»»
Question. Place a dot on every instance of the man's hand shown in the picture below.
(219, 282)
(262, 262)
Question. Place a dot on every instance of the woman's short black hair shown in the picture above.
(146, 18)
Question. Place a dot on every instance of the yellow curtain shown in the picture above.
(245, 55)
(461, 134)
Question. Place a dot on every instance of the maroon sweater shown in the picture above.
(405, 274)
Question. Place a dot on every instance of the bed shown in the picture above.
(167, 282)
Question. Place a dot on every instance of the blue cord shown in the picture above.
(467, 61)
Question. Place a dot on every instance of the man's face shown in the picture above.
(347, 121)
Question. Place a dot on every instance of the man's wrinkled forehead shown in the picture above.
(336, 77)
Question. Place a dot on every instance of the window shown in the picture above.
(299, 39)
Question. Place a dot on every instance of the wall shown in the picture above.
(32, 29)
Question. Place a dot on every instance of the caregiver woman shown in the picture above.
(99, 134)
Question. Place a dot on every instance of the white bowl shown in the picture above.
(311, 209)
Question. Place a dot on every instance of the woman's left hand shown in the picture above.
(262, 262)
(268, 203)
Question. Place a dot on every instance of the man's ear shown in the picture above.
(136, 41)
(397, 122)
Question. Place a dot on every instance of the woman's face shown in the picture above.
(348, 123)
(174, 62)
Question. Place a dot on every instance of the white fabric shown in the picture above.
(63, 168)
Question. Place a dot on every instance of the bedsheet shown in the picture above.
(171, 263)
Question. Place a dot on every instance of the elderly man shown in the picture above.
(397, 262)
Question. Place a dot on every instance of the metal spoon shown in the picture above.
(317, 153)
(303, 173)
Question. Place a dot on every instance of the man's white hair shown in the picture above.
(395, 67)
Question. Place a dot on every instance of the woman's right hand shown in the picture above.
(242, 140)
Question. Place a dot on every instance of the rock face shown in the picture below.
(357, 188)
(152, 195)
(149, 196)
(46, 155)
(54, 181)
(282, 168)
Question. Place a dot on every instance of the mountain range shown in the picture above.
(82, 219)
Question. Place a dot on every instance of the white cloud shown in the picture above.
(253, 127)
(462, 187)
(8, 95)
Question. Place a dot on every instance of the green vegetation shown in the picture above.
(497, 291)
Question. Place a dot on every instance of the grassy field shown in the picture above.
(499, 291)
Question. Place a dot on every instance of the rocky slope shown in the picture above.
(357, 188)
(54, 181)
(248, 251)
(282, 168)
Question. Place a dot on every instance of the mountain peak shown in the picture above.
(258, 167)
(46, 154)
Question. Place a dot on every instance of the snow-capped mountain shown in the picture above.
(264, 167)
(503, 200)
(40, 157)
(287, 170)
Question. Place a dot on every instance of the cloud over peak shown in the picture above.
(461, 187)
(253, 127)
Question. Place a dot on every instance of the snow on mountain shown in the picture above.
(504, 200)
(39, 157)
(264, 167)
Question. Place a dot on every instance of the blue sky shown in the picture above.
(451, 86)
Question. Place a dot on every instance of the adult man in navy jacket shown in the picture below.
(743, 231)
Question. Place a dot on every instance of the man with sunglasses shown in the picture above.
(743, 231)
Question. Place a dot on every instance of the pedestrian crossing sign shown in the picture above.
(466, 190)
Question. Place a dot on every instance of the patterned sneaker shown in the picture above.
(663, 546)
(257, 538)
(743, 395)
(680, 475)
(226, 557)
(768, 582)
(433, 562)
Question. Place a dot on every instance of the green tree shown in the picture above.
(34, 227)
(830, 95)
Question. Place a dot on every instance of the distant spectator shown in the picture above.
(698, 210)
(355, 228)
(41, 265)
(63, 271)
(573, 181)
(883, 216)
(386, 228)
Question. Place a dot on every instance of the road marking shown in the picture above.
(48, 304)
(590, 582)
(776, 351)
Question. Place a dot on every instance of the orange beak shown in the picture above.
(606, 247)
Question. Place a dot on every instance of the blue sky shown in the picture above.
««
Reproduce the entire listing above word for word, from its first line through its last.

- Response for this exercise
Question. Place a dot on every instance of the man's hand shown in the picture below.
(219, 282)
(262, 262)
Question. Place a dot on every instance of the woman's short black hair shown in the picture above.
(146, 18)
Question. Place a dot on every instance of the yellow curtain shown in the picture above.
(245, 55)
(461, 134)
Question. Place a dot on every instance of the maroon sweater shown in the picture above.
(405, 274)
Question. Place a dot on every instance of the bed shown in the picture above.
(167, 282)
Question. Place a dot on every instance of the blue cord shown in the picture above.
(467, 61)
Question. Place a dot on every instance of the man's face shown in the picture above.
(347, 121)
Question. Place a dot on every instance of the man's wrinkled forehead shown in the picture above.
(336, 77)
Question. Place a dot on every instance of the window shown in the picture above.
(299, 39)
Question. Place a dot on every instance of the wall shown in the picture above.
(32, 29)
Question. Place a dot on every instance of the caregiver woman shown in the picture above.
(99, 134)
Question. Place a dot on every instance of the white bowl shown in the picture above.
(311, 209)
Question. Place a dot on every instance of the woman's left hand shown in the picture above.
(262, 262)
(268, 203)
Question. Place a dot on every instance of the man's ear shown in the picture above.
(136, 41)
(397, 122)
Question. Place a dot on every instance of the woman's face shown in the picture above.
(348, 123)
(174, 62)
Question. Place a dot on every instance of the white fabric shown in the picture above.
(63, 168)
Question. Place a dot on every instance of the bedsheet shown in the picture above.
(171, 263)
Question. Place a dot on every instance of the elderly man shown in the picture above.
(397, 262)
Question. Place a dot on every instance of the metal spoon shown in the picture above.
(317, 153)
(303, 173)
Question. Place a dot on every instance of the man's white hair shown in the picture above.
(395, 67)
Question. Place a dot on every instance of the woman's right hand shown in the picture above.
(242, 140)
Question. Place a dot on every instance of the rock face shown in the picture below.
(357, 188)
(152, 195)
(149, 196)
(46, 155)
(54, 181)
(282, 168)
Question. Place a dot on every instance of the mountain range shown in the picture above.
(82, 219)
Question. Place a dot on every instance of the white cloud shown in the picture above.
(253, 127)
(462, 187)
(8, 95)
Question. Place a dot on every instance of the green vegetation shown in the picture above.
(497, 291)
Question. Place a dot on every instance of the grassy field shown in the picture above.
(499, 291)
Question. Place a dot on every instance of the rocky slope shown in the picture above.
(357, 188)
(54, 181)
(248, 251)
(282, 168)
Question. Place a dot on every instance of the mountain peak shown in the picture above.
(258, 167)
(46, 154)
Question. Place a dot on every instance of the snow-capped mountain shown in the picture above.
(264, 167)
(503, 200)
(40, 157)
(287, 170)
Question. Place a dot on every instance of the cloud over peak shown in the picture above.
(461, 187)
(253, 127)
Question. Place a dot on every instance of the snow on mountain shown in the picture above.
(504, 200)
(39, 157)
(264, 167)
Question. Place a dot on every instance of the blue sky shown in the picture above.
(451, 86)
Question. Place a dot on every instance of the adult man in navy jacket shown in the picture below.
(743, 231)
Question. Place a dot on every instance of the man with sunglasses shown in the picture above.
(743, 231)
Question. Place a dot on every instance of the pedestrian crossing sign shown in the picture above.
(466, 190)
Question. Place a dot on every instance of the patterned sneaker shown in the picture above.
(663, 546)
(257, 538)
(743, 395)
(680, 475)
(226, 557)
(768, 582)
(433, 562)
Question. Place a dot on every instance of the green tree shown in the picture above.
(34, 227)
(830, 95)
Question. Place a dot on every instance of the distant spectator shown in the picture above.
(698, 210)
(355, 228)
(41, 265)
(63, 271)
(573, 181)
(883, 216)
(386, 228)
Question. Place a dot on every instance of the road marking shown in the picture above.
(48, 304)
(590, 582)
(776, 351)
Question. Place a dot on every instance of the orange beak shown in the picture above.
(606, 247)
Question. Place a dot on every instance of the blue sky shown in the picture above.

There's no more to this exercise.